_Выбранный отрывок_.
# # # #

В 1981 году, в канун 25-летнего юбилея “будапештской осени”, коренным образом меняются представления власти о том, какими методами следует влиять на историческую память о событиях 1956-го: на смену замалчиванию приходит идеологическое контрнаступление. Это была реакция на широкое обсуждение революции 1956 года в диссидентских кругах — власть не хотела отдавать инициативу в споре с активизировавшейся оппозицией. Необходимо было также реагировать на вещание “Свободной Европы”, работавшей в расчете на слабую осведомленность венгерской молодежи и ее повышенный интерес к этой в сущности новой для нее теме. Принималась во внимание активность эмиграции: для многих ветеранов 1956 года юбилей стал поводом заново осмыслить те события и свое место в них, а для кого-то — подвести итоги всей своей политической и интеллектуальной деятельности. Немалое влияние оказал и подъем неоконсерватизма на Западе: пришедший к власти в 1981 году американский президент-республиканец Рональд Рейган выступил с одной из своих программных антисоветских речей именно 23 октября, намеренно приурочив ее к юбилею начала венгерской революции. В условиях такого натиска в странах советского блока сочли целесообразным, “не поддаваясь на провокации”, демонстрировать последовательность прежней политики. Это касалось и оценки венгерской коммунистической элитой событий 1956 года.

# # # #

_Исходные строки_.

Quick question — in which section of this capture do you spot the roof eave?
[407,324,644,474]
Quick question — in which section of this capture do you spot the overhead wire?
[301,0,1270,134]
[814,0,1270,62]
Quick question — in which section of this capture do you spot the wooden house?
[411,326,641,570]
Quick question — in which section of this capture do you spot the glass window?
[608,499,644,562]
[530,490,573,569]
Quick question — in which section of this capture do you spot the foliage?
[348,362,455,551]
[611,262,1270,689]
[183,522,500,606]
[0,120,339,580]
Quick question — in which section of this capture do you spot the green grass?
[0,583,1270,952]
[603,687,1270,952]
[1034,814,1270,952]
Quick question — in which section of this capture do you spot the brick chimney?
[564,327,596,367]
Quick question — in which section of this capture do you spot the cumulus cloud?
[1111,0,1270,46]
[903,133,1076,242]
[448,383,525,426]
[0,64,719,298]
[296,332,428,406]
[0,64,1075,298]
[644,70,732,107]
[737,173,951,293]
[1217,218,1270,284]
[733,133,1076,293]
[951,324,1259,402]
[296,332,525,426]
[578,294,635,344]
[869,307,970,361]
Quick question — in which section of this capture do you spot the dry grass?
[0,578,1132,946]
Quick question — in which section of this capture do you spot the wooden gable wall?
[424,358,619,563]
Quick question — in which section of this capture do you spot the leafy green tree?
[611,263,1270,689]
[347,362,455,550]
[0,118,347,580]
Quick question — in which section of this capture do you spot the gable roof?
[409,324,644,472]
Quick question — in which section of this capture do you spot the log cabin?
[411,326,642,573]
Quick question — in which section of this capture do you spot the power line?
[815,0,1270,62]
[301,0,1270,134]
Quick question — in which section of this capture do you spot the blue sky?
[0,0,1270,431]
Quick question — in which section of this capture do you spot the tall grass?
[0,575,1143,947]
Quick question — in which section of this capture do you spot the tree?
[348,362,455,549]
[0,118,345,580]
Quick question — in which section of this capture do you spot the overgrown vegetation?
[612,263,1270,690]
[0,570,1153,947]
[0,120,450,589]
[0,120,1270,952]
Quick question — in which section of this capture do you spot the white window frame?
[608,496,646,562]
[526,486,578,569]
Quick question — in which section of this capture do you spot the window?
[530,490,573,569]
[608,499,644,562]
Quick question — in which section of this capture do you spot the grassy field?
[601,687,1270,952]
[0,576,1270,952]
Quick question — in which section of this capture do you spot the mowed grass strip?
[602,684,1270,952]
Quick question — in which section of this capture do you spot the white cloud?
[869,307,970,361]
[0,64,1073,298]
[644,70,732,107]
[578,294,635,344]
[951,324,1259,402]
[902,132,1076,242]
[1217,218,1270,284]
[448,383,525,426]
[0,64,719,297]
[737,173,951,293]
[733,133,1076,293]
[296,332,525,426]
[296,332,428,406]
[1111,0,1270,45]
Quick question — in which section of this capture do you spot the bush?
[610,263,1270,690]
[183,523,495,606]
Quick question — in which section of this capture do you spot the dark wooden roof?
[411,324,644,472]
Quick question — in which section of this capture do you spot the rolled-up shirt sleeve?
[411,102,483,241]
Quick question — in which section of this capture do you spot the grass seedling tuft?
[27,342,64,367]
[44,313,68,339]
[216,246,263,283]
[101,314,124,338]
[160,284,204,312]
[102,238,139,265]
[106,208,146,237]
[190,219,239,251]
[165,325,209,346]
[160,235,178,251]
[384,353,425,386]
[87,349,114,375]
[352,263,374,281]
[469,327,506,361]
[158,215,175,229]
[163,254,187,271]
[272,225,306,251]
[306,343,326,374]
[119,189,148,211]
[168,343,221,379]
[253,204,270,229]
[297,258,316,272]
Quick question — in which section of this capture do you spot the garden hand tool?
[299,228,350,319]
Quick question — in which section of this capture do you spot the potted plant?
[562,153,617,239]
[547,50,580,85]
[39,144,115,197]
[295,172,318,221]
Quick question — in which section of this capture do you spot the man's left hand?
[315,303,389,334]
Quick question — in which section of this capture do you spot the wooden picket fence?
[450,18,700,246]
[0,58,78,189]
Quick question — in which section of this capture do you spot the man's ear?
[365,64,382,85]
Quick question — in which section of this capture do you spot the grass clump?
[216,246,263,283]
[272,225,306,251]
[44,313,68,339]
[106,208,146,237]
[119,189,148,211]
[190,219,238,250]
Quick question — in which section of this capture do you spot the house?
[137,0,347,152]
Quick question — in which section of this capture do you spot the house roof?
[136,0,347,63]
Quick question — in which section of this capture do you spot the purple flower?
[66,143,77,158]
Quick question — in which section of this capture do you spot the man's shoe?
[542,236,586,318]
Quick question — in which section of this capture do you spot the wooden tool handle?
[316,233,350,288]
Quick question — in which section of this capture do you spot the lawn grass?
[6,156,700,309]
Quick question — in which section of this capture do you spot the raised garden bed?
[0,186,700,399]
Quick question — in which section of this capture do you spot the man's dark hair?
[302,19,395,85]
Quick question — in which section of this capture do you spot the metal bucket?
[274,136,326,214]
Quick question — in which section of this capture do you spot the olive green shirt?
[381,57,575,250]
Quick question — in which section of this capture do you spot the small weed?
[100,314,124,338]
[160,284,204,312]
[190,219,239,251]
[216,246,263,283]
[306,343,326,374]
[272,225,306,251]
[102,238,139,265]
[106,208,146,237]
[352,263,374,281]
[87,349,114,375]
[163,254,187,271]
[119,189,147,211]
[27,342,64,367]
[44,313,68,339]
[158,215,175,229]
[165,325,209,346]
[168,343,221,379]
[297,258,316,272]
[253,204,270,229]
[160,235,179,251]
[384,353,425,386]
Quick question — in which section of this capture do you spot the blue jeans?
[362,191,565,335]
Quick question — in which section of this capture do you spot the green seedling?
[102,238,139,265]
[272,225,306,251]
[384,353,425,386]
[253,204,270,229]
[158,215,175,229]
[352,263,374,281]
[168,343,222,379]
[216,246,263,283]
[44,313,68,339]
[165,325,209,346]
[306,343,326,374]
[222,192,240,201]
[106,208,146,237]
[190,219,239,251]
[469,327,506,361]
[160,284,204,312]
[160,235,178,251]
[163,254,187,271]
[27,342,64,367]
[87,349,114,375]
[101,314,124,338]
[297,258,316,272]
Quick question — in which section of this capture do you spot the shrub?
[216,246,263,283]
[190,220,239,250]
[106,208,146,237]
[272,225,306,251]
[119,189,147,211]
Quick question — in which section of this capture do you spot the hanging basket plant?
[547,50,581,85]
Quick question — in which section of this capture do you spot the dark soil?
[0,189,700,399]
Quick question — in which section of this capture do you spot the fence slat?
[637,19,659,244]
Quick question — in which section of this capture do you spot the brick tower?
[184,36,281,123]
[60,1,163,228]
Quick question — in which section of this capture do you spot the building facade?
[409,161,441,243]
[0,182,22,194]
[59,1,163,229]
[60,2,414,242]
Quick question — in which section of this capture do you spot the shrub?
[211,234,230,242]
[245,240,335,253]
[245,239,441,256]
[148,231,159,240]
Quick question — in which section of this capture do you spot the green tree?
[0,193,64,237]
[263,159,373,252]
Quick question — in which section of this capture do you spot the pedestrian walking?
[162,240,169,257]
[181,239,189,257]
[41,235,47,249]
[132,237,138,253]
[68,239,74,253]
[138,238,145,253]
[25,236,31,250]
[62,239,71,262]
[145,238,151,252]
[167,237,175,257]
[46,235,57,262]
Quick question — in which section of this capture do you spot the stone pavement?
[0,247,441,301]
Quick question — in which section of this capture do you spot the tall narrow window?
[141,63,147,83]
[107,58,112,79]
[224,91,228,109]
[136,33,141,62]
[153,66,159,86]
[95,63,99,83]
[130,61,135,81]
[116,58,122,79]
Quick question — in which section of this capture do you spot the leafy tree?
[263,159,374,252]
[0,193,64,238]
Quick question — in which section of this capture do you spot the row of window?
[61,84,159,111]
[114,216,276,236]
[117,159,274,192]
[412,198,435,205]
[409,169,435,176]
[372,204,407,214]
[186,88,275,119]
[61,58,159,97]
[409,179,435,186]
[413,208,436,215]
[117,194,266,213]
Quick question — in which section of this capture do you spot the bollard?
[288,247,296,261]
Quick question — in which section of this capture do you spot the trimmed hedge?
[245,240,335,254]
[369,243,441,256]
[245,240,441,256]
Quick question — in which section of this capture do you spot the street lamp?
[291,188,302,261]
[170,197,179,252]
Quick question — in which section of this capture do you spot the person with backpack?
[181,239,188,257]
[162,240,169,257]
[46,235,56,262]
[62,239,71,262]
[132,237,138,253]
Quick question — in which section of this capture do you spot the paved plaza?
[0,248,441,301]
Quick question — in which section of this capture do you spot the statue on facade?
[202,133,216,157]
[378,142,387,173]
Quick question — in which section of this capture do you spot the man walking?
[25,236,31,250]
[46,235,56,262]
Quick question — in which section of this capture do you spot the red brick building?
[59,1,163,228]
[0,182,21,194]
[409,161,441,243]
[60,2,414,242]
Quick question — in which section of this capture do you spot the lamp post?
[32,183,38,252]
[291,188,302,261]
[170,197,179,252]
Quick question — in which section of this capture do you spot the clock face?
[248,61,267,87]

# # # #

_Что сделать_.
a: Ответьте на вопросы по отрывку о 1956 годе:
(i) В каком году власть меняет подход к исторической памяти о событиях 1956-го?
(ii) Чье вещание, по словам отрывка, работало в расчете на слабую осведомленность венгерской молодежи?
(iii) К какому дню Рональд Рейган приурочил одну из своих программных антисоветских речей?
b: Продолжите, пожалуйста, отрывок о 1956 годе после его последнего предложения.
Строки выше представляют собой отдельный материал, не связанный с отрывком.

_Ответы по заданиям_.
a:
(i) В 1981 году.
(ii) «Свободной Европы».
(iii) К 23 октября.

b:
Главной фигурой идеологического контрнаступления был партийный функционер новой генерации, молодой член политбюро Янош Берец. Специальным постановлением партийного руководства он получил доступ к основной массе засекреченных архивных документов и оперировал в своих выступлениях хотя и тенденциозно подобранными, но некоторыми новыми фактами. Определенное, впрочем, незначительное, расширение источниковой базы нисколько не изменило концепции контрреволюции, нашедшей отражение в массовой и общественно-научной периодике, учебных пособиях, многочисленных радио- и телепередачах, документальных фильмах. В условиях обострившейся в 1980-1981 годах “холодной войны” гораздо больше, чем в 1970-е, поднимается тема западного вмешательства в венгерские дела.
Кампания 1981 года была признана успешной, и ее решили повторить к 30-летию событий. Времена, однако, изменились. Приходилось учитывать произошедшие перемены в мировой политике, приход к власти в СССР Михаила Горбачева, активизировавшего диалог с Западом и придерживавшегося более критической оценки советской политики в восточноевропейских кризисах. Усиливалась и экономическая зависимость Венгрии от западных стран.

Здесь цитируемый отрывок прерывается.